- [EXTRACT]
= Beginning of Section =
Population structure
In order to investigate how the social network structure of the whole population changes over time, we construct 'network structure curves' (Figure 7) for each season using the following procedure. First, using the full SRI matrix for each season, we construct the social network graph for the whole population (i.e., we include non-resident individuals in this analysis). We then identify social clusters within the network using the Girvan-Newman algorithm for community detection [70]. This algorithm recursively fragments the network into subnetworks by successively removing the edges with the highest between-ness [37]. For each resulting subdivision of the network, the so-called 'modularity quotient,' Q, is computed. The modularity quotient takes values between 0 and 1, where 0 implies that the number of ties within a cluster does not exceed a random expectation, and values above 0.3 indicate potentially meaningful subdivisions [71–74]. We label the maximum modularity for a given social network as Qmax and take the partition or partitions that yield this maximum value to be the most appropriate way of subdividing the network. The term 'cluster' refers then to the set of individuals belonging to the same subnetwork in an optimal subdivision.
The original Girvan-Newman algorithm was designed to find community structure in unweighted networks. To accounts for edge weights, we add one more step. We apply the Girvan-Newman procedure to a social network that consists only of ties with strength above a particular threshold, and record the number of clusters in the resulting network (Figure 7). If multiple subdivisions of the network at a given threshold yield identical Qmax values, we record the average number or clusters (e.g. if either 14 or 15 clusters have an equivalent Qmax at a threshold of 0.1, we record 14.5 clusters). We perform this procedure iteratively for different SRI thresholds, incrementing by 0.02: 0, 0.02, 0.04, ..., 1. We then plot the average number of clusters against the SRI threshold. We call the resulting plot the 'network structure curve,' as it shows the structure of the network at a glance, being a lower-dimensional visual representation than social network graphs (Figure 7).
In order to test whether network structure curves have significantly different shapes in different seasons we modify the method used by Wittemyer et al. [6]. For each SRI threshold value, we compare the distributions of increments of the network structure curve within a window w before and after this value, using the Mann-Whitney test. We then find points in the curve where these distributions are different from each other at the significance level 0.05. The points with significant P-values are consistent when we vary the size of window w between 0.1 and 0.3 (see Additional file 8: Figure S7 and Additional file 9: Figure S8).
Implementation and ethical statement
Permutations of associations, observed group sizes, and corresponding significance tests within and across time partitions were implemented in the OCaml programming language; code is available upon request. Network visualizations were generated in NetDraw using a graph-theoretic layout with node repulsion [38]. All other statistical procedures and analyses were performed on Matlab v. 7.0, and R v. 2.7. This work was carried out in compliance with requirements of the Institutional Animal Care and Use Committee of the University of Pennsylvania, protocol number 801295.
= End of Section =
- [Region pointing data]
= Beginning of Section =
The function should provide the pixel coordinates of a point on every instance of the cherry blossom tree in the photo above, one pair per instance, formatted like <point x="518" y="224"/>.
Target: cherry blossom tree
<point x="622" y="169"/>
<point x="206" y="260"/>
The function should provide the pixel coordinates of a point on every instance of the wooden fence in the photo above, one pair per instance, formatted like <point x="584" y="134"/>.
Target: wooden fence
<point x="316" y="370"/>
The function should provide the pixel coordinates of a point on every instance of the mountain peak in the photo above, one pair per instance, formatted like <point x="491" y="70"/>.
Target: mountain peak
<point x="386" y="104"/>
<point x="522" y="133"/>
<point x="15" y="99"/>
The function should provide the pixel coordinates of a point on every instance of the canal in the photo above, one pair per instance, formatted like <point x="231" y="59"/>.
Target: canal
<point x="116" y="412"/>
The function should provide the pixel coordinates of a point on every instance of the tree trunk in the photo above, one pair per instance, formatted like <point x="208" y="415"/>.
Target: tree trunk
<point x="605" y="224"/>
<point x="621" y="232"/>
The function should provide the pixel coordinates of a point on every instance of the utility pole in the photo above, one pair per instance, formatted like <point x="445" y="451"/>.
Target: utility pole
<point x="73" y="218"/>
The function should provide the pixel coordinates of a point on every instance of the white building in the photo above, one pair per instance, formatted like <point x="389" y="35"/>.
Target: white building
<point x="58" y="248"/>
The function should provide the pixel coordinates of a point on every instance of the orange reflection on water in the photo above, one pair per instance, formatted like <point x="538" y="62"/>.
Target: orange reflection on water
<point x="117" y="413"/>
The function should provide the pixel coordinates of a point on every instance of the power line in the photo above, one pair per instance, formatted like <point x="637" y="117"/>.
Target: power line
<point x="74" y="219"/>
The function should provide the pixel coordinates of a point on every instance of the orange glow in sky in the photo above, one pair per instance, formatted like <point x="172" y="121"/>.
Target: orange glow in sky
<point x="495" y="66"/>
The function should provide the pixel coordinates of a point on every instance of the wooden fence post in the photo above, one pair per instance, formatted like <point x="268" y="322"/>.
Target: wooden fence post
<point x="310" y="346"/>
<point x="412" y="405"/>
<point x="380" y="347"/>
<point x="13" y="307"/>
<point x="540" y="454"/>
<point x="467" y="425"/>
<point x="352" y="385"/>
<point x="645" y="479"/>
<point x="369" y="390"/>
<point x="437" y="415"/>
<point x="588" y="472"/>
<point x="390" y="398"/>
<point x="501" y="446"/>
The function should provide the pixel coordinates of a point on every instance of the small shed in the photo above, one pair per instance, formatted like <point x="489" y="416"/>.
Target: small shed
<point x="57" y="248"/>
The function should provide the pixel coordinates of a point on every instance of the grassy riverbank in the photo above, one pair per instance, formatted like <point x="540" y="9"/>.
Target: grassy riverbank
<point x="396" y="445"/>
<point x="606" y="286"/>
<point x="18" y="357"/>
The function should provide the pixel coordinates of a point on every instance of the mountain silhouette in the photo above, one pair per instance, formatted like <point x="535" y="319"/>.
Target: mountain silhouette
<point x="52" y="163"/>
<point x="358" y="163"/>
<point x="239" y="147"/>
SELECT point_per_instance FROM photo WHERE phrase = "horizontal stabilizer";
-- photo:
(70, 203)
= End of Section =
= Beginning of Section =
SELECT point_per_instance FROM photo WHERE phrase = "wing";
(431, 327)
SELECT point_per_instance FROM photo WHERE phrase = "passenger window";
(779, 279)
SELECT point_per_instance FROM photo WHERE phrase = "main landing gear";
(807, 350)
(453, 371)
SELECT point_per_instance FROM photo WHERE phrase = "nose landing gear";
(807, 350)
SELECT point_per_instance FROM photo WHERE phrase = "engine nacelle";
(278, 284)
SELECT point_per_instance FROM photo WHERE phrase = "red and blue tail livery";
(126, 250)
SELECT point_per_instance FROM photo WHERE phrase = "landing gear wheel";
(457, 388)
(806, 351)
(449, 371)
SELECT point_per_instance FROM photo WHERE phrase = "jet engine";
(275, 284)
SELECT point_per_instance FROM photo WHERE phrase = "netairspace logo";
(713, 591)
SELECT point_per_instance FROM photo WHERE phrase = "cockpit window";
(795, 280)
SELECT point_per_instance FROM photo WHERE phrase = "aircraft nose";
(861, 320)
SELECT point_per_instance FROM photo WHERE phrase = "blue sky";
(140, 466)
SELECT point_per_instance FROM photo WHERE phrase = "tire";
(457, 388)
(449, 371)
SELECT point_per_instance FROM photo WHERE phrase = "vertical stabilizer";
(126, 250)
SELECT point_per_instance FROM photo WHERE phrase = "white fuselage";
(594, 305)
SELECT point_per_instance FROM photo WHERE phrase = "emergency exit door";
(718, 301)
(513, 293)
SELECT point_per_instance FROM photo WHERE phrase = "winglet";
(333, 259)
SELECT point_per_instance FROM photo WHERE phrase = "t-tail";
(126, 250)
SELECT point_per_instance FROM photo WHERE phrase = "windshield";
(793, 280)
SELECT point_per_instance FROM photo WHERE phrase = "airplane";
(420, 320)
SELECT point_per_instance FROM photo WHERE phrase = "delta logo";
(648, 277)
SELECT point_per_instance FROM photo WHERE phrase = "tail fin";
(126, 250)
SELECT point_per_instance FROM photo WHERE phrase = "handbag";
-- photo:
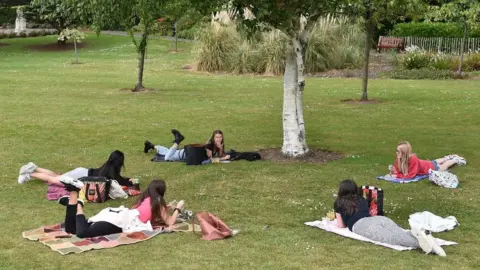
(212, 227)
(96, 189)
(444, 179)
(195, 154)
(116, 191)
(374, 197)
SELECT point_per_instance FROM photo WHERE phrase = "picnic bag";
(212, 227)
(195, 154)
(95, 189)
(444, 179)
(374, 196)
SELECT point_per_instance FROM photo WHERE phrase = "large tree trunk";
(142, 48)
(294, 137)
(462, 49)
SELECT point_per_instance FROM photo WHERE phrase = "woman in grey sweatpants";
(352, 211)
= End of Section =
= Beginning of Section =
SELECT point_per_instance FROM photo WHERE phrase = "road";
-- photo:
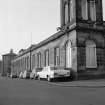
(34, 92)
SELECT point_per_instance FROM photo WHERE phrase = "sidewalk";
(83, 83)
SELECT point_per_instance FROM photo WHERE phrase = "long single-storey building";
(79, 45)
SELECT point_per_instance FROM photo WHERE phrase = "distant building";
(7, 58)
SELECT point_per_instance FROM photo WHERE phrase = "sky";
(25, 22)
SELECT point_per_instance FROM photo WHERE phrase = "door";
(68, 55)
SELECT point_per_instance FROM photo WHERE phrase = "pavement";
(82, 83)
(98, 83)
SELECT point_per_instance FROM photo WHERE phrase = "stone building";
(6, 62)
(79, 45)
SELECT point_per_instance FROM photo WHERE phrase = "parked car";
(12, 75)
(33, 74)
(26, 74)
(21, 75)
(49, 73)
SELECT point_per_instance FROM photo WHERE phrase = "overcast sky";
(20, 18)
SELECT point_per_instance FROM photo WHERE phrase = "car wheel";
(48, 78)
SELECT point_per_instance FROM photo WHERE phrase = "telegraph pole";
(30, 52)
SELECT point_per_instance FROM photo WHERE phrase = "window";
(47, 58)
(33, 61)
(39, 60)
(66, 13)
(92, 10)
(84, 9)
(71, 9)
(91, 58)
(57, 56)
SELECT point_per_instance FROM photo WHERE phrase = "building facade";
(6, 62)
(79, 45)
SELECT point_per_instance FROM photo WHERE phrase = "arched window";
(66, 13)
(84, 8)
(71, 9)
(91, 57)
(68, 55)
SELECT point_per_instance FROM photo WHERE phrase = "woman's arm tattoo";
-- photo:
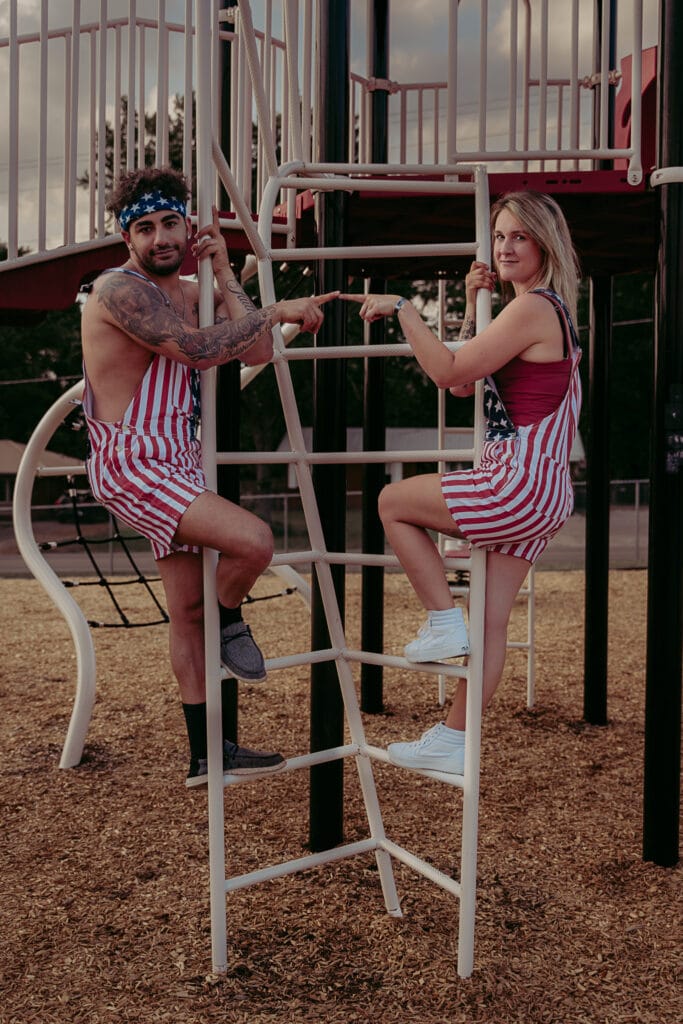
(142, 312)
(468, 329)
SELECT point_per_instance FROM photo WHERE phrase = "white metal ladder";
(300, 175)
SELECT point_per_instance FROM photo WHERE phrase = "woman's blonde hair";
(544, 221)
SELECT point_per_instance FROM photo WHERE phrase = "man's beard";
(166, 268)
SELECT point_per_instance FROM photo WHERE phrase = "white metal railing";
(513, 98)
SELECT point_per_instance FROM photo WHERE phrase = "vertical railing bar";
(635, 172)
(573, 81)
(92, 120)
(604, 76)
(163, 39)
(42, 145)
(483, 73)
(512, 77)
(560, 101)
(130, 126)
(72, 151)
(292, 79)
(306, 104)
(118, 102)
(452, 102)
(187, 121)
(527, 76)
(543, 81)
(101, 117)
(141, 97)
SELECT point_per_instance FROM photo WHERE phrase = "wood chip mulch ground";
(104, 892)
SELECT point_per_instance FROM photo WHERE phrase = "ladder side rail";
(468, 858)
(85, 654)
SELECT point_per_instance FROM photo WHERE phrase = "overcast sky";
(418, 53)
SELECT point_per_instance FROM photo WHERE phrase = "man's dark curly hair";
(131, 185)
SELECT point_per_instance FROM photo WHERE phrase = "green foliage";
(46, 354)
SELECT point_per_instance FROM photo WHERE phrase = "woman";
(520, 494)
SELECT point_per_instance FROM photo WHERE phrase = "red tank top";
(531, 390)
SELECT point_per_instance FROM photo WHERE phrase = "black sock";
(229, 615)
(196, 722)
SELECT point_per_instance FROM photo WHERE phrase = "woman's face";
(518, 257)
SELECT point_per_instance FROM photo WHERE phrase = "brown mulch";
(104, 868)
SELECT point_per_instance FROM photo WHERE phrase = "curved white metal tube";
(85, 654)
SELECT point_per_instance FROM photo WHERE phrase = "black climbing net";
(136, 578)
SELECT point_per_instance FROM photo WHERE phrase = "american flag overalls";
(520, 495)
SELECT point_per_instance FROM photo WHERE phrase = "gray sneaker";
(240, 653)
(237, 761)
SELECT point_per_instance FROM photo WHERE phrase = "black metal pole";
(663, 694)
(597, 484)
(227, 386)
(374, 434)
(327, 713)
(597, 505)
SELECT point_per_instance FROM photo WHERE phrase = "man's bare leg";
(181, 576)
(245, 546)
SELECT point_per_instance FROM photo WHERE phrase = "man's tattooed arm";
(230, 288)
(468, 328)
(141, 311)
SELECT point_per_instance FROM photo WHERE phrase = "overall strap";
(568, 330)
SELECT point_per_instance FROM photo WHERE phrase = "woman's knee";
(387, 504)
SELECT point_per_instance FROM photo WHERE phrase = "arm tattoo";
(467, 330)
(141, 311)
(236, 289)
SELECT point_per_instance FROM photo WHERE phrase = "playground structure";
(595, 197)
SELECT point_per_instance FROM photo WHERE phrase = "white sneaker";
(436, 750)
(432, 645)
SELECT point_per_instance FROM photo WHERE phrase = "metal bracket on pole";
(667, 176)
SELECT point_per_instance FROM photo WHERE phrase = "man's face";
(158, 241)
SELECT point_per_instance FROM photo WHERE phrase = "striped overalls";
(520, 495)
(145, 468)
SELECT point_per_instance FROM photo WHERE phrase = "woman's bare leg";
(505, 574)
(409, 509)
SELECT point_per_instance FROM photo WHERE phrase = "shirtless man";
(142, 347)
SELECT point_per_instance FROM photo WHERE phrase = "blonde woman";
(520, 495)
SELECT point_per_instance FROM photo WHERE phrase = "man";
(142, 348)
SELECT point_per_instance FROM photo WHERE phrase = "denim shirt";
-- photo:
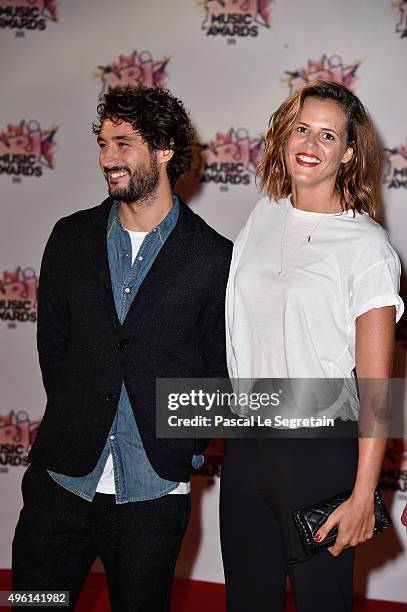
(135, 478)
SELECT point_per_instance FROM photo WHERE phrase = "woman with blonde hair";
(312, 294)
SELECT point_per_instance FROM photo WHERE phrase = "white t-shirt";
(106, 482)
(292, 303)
= End of Section =
- [WORK INSTRUCTIONS]
a - According to the population structure extract, by what amount is the SRI threshold incremented between iterations?
b - Transcribe from the population structure extract the stretch from "In order to test" through "9: Figure S8).".
c - Condense the paragraph of the population structure extract that begins "In order to test whether network structure curves" into a short list that keeps its main facts.

- [ANSWERS TO THIS EXERCISE]
a - 0.02

b -
In order to test whether network structure curves have significantly different shapes in different seasons we modify the method used by Wittemyer et al. [6]. For each SRI threshold value, we compare the distributions of increments of the network structure curve within a window w before and after this value, using the Mann-Whitney test. We then find points in the curve where these distributions are different from each other at the significance level 0.05. The points with significant P-values are consistent when we vary the size of window w between 0.1 and 0.3 (see Additional file 8: Figure S7 and Additional file 9: Figure S8).

c -
- The method of Wittemyer et al. [6] is modified to test whether network structure curves differ in shape between seasons.
- For each SRI threshold value, the distributions of curve increments within a window w before and after that value are compared with the Mann-Whitney test.
- Points where these distributions differ at the 0.05 significance level are identified.
- These significant points remain consistent when w is varied between 0.1 and 0.3 (Additional file 8: Figure S7 and Additional file 9: Figure S8).